* _Stored records_
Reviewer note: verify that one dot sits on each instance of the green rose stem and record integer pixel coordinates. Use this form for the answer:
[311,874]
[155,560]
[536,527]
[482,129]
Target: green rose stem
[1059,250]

* _Challenge_
Keep only the lines of the items above that include the string "stem", and copy them out. Case counts.

* _Answer below_
Reviewer note: verify that one dot sits on each instance of the green rose stem and record integer pixel coordinates. Use this form for the answer:
Target: green rose stem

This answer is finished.